***** SOURCE RECORDS
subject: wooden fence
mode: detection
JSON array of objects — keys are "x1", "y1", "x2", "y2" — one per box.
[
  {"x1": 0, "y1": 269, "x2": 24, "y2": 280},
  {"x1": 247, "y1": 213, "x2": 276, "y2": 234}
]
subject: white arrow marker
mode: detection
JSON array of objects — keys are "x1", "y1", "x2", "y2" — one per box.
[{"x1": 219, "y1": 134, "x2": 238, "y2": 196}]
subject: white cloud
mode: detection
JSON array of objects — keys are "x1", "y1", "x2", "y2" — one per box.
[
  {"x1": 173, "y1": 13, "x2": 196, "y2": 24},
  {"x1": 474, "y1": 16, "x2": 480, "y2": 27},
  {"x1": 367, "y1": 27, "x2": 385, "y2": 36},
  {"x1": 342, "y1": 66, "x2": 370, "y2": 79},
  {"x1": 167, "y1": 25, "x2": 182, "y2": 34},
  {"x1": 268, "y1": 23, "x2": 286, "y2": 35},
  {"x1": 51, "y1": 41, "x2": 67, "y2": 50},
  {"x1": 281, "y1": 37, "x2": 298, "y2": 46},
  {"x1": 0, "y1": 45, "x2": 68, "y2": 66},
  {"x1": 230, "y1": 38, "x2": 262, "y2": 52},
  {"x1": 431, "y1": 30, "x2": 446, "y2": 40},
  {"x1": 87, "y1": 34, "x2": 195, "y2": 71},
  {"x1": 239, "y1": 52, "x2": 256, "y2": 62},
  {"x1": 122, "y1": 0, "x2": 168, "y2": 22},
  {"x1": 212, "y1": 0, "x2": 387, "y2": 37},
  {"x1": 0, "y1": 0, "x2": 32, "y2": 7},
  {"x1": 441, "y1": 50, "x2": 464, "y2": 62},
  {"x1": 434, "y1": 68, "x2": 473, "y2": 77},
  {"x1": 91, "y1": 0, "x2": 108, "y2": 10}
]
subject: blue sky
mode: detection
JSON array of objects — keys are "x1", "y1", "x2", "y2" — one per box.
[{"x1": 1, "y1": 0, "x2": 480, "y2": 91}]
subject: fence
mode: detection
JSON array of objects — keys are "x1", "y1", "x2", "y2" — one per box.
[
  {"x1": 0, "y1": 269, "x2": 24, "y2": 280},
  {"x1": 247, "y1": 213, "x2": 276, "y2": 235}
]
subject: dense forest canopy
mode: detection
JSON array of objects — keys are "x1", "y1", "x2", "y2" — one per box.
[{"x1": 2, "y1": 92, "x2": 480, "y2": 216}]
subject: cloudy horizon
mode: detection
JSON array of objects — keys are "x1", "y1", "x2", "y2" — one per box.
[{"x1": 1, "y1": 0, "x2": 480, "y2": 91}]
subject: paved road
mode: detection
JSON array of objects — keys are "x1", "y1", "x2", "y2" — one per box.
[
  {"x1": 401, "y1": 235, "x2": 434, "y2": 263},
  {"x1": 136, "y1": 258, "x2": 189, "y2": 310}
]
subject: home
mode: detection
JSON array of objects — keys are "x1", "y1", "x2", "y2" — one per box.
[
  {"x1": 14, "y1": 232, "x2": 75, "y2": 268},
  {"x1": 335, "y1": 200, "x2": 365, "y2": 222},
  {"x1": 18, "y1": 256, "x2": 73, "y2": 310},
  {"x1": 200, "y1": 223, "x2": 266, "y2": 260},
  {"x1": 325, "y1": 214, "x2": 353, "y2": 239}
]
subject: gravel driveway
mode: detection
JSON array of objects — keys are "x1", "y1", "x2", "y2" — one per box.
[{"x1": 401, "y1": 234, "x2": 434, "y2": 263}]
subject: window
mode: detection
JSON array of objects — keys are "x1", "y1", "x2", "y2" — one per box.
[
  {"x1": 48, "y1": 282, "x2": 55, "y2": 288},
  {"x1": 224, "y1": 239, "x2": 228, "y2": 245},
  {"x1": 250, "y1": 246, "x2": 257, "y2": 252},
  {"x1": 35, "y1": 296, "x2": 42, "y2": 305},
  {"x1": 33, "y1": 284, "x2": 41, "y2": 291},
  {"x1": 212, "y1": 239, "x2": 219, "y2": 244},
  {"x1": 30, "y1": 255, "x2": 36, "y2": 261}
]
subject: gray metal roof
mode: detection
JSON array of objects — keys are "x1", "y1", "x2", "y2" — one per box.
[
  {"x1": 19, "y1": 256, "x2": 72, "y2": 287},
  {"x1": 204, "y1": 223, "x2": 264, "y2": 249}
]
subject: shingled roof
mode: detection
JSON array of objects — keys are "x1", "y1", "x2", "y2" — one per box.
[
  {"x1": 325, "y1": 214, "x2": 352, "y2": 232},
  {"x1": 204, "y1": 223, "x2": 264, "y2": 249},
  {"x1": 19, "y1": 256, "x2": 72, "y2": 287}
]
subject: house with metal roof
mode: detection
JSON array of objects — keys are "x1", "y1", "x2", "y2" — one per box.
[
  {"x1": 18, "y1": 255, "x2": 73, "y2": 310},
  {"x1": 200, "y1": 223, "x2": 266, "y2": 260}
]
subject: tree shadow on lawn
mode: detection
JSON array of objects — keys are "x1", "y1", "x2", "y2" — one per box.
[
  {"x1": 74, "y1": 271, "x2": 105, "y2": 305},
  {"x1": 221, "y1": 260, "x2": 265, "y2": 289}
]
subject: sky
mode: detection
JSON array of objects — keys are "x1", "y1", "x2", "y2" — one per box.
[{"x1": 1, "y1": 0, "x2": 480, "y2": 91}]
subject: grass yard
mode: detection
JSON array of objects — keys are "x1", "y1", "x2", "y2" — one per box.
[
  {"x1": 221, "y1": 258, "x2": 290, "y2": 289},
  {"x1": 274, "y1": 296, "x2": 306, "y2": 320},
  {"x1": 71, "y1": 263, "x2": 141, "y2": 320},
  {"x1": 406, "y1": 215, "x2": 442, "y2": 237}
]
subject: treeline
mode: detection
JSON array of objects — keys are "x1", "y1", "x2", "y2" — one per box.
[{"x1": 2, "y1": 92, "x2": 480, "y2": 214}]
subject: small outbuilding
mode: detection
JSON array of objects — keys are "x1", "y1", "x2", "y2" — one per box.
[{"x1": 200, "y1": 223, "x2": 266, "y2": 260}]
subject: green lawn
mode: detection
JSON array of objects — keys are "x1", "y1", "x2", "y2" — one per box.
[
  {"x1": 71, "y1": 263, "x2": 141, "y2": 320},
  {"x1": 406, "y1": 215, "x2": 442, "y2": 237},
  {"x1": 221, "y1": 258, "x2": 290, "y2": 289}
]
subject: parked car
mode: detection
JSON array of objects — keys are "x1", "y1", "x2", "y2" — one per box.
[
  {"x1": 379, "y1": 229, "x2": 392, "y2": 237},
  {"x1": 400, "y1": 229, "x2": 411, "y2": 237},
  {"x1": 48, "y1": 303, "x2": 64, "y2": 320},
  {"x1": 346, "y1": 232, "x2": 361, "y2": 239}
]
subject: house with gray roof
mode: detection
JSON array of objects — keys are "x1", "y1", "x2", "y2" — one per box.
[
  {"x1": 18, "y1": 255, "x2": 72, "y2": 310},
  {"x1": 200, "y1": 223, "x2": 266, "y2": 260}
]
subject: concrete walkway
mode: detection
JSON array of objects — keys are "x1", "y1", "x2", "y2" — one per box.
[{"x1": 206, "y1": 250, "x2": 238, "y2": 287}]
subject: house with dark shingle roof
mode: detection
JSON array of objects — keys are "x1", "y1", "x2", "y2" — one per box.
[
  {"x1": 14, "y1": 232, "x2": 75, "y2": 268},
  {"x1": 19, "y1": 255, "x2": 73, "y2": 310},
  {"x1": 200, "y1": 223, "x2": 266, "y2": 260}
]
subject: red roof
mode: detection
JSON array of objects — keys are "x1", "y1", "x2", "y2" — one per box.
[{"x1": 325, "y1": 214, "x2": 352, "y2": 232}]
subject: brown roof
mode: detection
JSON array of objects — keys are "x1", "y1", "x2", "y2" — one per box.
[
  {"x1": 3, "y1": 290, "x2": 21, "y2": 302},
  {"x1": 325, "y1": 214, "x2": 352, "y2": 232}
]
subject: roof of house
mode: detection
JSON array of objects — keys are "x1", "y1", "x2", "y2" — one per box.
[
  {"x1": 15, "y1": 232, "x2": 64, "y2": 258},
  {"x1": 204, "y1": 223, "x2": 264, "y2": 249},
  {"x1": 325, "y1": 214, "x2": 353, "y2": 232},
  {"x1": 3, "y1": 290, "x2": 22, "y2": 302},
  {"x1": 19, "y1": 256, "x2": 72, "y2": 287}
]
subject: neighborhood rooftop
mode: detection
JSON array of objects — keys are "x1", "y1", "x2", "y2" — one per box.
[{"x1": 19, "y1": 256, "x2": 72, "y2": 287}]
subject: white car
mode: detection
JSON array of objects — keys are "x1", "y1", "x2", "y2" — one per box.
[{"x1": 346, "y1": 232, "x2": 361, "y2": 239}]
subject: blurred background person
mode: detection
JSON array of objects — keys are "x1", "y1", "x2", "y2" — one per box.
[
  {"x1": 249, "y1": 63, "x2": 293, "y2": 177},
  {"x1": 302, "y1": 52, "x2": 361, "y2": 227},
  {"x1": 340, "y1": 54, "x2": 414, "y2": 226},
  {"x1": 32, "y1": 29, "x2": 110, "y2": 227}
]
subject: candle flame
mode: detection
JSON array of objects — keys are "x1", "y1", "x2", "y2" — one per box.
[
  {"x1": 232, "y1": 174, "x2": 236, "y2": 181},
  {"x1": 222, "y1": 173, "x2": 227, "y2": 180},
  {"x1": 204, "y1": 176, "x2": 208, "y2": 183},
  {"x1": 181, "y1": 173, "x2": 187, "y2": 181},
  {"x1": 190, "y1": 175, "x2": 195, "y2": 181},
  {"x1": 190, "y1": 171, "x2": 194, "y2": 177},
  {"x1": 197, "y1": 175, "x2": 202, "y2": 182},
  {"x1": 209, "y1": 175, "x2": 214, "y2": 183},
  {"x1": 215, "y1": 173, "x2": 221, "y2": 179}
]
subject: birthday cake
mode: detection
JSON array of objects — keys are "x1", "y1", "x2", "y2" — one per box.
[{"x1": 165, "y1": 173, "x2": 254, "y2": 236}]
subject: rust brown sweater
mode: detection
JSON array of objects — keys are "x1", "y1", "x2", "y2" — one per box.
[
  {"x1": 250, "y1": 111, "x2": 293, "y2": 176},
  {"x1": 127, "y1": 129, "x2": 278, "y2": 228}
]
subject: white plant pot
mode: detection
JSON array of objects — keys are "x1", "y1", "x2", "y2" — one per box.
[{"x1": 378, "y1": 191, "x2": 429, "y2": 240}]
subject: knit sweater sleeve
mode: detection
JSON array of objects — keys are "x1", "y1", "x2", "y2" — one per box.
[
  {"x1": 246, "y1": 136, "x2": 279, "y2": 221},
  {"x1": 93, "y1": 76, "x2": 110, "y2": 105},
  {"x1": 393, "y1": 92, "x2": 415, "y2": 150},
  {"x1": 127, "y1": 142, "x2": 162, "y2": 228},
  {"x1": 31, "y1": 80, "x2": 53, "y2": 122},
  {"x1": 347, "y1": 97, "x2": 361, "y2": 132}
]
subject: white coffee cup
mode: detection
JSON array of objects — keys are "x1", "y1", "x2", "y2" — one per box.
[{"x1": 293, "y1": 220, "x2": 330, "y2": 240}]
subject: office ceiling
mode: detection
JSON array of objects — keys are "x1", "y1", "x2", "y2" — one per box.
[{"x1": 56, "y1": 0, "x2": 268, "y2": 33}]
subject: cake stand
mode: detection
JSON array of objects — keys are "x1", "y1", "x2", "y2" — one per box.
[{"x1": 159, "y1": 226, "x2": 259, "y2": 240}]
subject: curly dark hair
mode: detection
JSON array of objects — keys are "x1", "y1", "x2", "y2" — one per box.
**********
_HOW TO COMPLETE THIS TASK_
Which lines of the material above hold the string "sweater"? Pull them out.

_EXPECTED ANSWER_
subject: rust brown sweater
subject: knit sweater sleeve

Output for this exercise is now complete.